(Saved data entries)
##########
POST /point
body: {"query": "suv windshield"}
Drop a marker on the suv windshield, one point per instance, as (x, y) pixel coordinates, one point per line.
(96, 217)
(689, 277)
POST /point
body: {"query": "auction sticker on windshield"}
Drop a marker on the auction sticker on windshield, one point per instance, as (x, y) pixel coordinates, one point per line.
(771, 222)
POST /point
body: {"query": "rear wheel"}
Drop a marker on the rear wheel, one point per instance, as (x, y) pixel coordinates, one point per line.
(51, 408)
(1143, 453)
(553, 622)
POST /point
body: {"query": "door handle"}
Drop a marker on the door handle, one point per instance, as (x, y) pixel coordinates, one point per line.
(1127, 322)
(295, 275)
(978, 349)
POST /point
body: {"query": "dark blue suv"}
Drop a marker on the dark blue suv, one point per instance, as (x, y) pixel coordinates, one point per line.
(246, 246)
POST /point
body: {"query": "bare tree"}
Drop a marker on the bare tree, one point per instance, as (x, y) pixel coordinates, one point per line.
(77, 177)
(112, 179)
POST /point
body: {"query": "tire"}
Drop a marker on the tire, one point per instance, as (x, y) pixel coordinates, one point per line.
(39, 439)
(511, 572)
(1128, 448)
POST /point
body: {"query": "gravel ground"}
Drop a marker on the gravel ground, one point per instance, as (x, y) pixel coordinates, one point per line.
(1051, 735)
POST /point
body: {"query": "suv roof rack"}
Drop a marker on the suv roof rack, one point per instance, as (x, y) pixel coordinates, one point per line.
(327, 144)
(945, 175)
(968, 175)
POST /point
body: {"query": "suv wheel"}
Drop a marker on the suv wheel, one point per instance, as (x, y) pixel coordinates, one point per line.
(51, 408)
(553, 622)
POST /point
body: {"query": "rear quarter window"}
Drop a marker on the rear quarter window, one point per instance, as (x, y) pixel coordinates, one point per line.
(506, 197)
##########
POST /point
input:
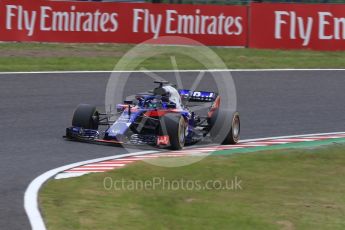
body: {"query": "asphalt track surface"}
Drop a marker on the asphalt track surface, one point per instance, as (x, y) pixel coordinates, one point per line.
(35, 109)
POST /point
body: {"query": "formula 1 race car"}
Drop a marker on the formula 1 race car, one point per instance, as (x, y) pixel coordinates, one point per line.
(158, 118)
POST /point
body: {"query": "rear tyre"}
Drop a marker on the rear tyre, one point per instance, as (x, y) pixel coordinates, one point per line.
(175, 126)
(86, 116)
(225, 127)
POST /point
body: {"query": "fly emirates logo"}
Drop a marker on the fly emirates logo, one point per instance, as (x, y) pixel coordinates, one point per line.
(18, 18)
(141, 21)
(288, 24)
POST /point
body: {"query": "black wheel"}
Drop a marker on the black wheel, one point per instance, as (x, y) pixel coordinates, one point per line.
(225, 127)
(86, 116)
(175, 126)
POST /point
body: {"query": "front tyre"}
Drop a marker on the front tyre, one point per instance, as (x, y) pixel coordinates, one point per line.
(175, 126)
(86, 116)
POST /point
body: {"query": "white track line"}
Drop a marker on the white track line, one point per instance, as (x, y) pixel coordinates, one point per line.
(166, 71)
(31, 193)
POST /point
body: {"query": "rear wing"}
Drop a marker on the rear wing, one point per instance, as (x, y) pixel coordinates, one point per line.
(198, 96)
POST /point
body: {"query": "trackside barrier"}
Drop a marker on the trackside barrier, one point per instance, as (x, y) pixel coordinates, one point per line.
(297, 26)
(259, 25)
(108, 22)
##########
→ Task
Please locate every line in the rows above that contains the word "blue", matching case exactly, and copy each one.

→ Result below
body: {"query": "dark blue suv"}
Drop a marker on the dark blue suv, one point per instance, as (x, y) pixel coordinates, one point per line.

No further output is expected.